Whenever a line in the material below includes "sole", copy that line.
============================================================
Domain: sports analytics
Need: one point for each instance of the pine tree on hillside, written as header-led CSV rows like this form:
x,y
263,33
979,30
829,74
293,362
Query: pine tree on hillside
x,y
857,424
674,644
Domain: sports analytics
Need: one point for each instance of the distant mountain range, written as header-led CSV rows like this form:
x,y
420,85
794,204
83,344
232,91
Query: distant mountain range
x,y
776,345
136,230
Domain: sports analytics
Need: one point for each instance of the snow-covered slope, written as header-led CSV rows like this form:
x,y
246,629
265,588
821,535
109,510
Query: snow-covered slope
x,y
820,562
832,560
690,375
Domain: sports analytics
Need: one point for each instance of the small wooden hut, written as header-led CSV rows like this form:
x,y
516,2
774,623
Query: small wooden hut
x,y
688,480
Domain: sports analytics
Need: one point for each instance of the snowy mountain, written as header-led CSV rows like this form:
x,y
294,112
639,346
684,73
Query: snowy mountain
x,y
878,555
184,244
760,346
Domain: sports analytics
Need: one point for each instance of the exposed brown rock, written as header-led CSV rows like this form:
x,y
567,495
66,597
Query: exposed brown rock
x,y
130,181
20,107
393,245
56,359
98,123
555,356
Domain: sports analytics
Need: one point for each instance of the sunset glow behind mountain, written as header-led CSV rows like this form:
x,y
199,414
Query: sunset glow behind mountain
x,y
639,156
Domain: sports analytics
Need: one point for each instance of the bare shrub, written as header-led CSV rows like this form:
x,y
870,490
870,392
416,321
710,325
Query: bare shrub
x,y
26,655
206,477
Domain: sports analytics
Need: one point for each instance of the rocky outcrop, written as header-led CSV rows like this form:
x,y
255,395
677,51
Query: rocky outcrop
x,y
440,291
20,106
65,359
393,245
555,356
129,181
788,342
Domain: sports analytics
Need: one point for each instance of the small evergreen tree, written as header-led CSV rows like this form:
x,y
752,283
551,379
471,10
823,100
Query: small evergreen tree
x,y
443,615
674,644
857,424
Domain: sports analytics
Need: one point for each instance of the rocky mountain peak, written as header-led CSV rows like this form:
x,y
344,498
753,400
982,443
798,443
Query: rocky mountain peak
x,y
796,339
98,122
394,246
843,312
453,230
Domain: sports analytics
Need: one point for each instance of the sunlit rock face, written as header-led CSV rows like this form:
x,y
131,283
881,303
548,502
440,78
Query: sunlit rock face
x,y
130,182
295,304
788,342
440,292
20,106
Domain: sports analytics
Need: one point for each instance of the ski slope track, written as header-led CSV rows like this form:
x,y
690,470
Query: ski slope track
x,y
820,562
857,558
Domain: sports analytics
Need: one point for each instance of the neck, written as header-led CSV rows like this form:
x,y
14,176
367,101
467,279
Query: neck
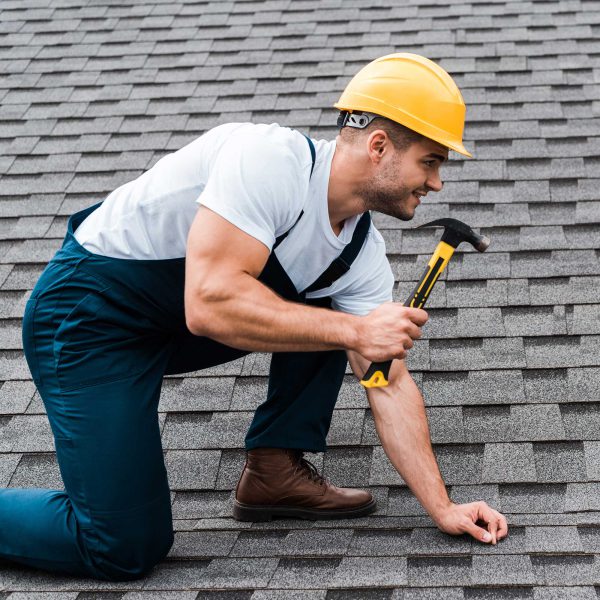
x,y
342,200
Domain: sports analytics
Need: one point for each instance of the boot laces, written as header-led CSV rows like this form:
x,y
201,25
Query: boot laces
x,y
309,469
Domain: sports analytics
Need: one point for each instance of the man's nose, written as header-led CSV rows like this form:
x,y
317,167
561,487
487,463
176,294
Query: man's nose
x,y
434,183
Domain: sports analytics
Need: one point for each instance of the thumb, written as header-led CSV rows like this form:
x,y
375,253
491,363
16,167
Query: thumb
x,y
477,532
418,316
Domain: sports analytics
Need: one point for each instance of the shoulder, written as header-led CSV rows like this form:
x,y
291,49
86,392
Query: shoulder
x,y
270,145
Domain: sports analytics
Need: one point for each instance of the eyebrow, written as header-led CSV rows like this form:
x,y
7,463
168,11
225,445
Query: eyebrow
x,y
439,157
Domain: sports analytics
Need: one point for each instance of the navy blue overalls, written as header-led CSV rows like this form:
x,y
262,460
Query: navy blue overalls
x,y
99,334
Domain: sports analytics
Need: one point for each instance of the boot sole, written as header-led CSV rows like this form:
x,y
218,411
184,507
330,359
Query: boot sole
============================================================
◆ Exercise result ◆
Need: one point for each instance of the boot sole, written as header-led CSV rows like this form:
Query: boot sole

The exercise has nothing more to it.